Record set: Begin

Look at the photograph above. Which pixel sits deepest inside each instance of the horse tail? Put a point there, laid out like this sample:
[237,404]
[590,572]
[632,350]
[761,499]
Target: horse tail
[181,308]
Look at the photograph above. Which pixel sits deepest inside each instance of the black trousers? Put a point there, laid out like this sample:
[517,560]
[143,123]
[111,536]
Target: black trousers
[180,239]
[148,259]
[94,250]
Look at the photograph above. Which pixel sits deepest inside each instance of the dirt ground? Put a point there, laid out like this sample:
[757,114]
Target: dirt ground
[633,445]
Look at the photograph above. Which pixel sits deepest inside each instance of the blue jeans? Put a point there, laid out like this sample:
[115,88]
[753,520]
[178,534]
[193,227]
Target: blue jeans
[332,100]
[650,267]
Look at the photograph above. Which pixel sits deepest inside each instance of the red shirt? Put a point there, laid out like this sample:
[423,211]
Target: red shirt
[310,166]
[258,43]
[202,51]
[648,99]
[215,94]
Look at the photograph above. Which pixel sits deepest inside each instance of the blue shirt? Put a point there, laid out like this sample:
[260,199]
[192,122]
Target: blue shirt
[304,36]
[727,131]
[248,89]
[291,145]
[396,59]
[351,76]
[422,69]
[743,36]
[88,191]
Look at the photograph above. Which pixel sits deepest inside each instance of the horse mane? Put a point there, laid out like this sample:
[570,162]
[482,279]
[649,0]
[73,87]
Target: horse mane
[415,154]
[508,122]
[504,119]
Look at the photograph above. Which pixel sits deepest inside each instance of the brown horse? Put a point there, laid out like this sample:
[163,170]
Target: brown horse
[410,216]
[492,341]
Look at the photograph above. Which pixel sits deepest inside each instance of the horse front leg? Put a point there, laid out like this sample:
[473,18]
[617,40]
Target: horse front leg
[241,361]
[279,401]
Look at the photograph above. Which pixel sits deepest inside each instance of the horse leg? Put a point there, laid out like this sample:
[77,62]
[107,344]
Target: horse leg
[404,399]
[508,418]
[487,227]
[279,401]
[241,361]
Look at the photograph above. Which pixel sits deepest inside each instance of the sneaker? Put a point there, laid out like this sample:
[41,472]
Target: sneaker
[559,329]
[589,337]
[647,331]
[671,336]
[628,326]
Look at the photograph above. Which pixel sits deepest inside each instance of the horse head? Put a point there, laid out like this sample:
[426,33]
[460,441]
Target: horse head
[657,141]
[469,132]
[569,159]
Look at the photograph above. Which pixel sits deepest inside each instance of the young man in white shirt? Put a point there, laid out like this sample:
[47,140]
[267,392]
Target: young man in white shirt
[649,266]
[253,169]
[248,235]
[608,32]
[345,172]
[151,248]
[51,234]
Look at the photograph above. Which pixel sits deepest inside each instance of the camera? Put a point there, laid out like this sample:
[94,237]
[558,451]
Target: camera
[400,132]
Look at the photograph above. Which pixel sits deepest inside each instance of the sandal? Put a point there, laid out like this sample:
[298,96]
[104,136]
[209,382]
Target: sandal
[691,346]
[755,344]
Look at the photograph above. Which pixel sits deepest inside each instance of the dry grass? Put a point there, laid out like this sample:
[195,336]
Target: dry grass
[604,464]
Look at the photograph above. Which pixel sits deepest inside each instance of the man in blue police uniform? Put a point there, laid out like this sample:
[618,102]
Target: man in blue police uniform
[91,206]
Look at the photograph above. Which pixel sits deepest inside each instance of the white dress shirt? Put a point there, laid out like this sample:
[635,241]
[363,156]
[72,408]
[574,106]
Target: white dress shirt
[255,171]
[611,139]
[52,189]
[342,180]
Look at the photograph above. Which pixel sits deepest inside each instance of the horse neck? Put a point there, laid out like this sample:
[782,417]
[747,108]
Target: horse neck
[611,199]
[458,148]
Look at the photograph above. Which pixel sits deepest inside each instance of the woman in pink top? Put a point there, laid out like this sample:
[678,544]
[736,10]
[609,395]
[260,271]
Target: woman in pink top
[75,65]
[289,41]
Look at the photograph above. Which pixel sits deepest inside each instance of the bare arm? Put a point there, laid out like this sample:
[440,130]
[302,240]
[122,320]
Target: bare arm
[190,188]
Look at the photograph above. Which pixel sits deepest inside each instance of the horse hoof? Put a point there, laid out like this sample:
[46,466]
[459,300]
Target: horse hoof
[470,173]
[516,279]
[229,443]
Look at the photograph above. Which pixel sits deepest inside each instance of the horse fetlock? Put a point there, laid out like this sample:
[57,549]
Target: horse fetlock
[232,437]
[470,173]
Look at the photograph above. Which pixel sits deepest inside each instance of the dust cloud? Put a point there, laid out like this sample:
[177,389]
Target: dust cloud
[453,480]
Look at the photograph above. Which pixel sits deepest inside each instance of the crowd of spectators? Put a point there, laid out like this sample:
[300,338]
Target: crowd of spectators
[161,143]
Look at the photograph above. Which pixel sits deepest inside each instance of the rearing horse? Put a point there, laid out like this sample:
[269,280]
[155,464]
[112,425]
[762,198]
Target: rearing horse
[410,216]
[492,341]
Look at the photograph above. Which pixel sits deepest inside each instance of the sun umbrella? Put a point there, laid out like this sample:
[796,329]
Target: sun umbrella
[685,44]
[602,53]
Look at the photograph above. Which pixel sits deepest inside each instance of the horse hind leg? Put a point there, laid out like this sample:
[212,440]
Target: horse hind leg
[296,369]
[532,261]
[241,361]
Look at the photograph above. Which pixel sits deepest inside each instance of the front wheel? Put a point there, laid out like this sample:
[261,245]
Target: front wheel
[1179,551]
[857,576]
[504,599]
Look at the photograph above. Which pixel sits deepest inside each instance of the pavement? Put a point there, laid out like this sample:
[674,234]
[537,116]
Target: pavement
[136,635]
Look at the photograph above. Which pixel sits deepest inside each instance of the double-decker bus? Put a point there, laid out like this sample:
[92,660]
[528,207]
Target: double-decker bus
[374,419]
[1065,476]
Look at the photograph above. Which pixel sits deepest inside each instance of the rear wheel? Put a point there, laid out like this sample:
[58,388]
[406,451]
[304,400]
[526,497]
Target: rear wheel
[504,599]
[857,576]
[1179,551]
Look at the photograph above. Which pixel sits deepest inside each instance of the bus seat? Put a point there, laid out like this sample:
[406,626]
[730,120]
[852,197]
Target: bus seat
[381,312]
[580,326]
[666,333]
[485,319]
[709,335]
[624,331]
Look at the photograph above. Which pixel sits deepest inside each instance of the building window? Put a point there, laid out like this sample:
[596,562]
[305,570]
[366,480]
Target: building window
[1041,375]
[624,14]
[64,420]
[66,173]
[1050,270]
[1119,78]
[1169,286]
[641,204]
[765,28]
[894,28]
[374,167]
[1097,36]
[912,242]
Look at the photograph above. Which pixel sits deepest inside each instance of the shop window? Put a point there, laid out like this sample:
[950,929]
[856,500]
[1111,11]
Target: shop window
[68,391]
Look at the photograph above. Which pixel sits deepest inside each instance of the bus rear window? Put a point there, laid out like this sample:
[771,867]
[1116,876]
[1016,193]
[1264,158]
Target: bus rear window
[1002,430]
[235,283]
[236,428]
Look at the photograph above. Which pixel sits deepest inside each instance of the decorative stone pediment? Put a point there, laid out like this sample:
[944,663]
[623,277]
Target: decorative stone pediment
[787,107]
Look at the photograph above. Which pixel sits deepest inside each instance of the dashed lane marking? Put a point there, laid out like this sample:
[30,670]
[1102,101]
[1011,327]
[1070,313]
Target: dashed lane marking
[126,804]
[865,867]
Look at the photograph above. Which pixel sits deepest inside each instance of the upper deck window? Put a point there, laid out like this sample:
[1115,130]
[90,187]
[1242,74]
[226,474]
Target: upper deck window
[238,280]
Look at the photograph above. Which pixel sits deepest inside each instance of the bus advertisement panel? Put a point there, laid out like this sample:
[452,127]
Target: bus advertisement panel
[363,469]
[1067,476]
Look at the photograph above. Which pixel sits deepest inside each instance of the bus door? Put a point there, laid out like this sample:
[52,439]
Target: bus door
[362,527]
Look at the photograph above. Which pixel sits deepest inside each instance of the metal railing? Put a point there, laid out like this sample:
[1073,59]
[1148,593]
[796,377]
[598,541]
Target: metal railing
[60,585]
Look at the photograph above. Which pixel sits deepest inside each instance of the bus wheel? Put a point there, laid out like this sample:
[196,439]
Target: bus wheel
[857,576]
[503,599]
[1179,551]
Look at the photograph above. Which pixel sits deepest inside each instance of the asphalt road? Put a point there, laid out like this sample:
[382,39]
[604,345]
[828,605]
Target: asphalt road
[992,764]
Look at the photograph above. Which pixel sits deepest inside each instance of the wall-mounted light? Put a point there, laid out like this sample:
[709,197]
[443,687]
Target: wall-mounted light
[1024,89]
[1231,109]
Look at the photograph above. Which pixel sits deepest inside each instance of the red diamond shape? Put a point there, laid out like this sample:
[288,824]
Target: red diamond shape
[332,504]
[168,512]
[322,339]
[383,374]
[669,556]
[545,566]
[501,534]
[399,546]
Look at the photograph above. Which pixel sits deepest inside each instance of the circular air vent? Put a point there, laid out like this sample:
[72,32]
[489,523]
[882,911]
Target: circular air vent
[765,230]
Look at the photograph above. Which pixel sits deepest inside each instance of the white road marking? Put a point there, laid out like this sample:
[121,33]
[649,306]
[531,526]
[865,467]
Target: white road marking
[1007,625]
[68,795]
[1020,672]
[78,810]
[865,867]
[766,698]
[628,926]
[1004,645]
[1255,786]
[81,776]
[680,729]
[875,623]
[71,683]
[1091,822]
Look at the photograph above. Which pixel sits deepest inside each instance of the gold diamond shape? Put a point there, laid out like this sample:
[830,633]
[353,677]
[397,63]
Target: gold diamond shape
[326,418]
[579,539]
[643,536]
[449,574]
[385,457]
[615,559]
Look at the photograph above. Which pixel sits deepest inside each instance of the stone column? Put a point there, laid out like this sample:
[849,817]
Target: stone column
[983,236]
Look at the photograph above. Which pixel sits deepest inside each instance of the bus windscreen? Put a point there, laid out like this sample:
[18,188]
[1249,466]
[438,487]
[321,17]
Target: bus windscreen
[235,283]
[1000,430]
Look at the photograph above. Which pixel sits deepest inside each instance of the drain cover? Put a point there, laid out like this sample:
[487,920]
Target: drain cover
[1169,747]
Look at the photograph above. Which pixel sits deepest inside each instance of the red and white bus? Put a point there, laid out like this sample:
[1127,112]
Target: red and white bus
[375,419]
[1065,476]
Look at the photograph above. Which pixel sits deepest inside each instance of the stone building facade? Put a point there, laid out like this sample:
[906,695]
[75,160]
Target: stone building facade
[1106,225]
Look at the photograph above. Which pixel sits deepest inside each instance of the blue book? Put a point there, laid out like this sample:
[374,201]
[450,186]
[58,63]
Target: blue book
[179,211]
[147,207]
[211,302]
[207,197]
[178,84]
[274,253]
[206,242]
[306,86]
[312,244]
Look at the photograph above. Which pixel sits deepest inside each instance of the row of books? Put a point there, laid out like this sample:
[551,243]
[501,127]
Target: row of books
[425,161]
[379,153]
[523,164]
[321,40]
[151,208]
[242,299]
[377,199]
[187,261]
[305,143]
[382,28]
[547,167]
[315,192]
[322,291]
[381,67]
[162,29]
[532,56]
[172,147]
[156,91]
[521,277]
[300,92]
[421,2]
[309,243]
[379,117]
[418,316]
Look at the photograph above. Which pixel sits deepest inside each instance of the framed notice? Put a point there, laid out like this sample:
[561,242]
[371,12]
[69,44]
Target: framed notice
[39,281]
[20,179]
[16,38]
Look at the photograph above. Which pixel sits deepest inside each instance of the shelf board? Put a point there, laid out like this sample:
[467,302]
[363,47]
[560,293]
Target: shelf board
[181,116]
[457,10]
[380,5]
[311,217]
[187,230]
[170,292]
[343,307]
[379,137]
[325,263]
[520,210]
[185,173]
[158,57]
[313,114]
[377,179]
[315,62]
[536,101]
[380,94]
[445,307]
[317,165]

Record set: End

▶ **Task description**
Please print exactly the lines from the one containing "Target: stone building facade" through the last line of the records, both included, and nothing else.

▶ **Task output**
Target: stone building facade
[1106,225]
Look at the photograph above. Which pixel sits deepest inside each instance of the blue book? Put a point there, laid out like this sample:
[374,201]
[450,186]
[58,63]
Target: blue book
[179,211]
[147,207]
[211,302]
[207,197]
[178,84]
[274,253]
[206,242]
[306,86]
[312,244]
Look at the photograph above. Which pixel sits deepest inside each instance of the row of books? Put a point there, laid out like this sample:
[551,243]
[501,127]
Target: row of books
[425,161]
[379,153]
[523,164]
[321,40]
[151,208]
[242,299]
[377,199]
[187,261]
[305,143]
[382,28]
[547,167]
[315,192]
[322,291]
[381,67]
[162,29]
[532,56]
[172,147]
[156,91]
[521,277]
[300,92]
[421,2]
[309,243]
[379,117]
[418,316]
Look at the photograph above. Which pixel sits deepest inside each instance of the framed notice? Put a point there, laid out like this sample:
[561,242]
[371,12]
[69,44]
Target: framed notice
[39,281]
[20,179]
[16,38]
Look at the photograph above. Which pixel sits deepest inside each instance of the shelf board? Put a point there, laid out like this sample:
[467,302]
[363,47]
[560,293]
Target: shelf board
[181,116]
[457,10]
[380,5]
[311,217]
[187,230]
[170,292]
[343,307]
[379,137]
[325,263]
[520,210]
[185,173]
[158,57]
[313,114]
[377,179]
[315,62]
[536,101]
[380,94]
[445,307]
[317,165]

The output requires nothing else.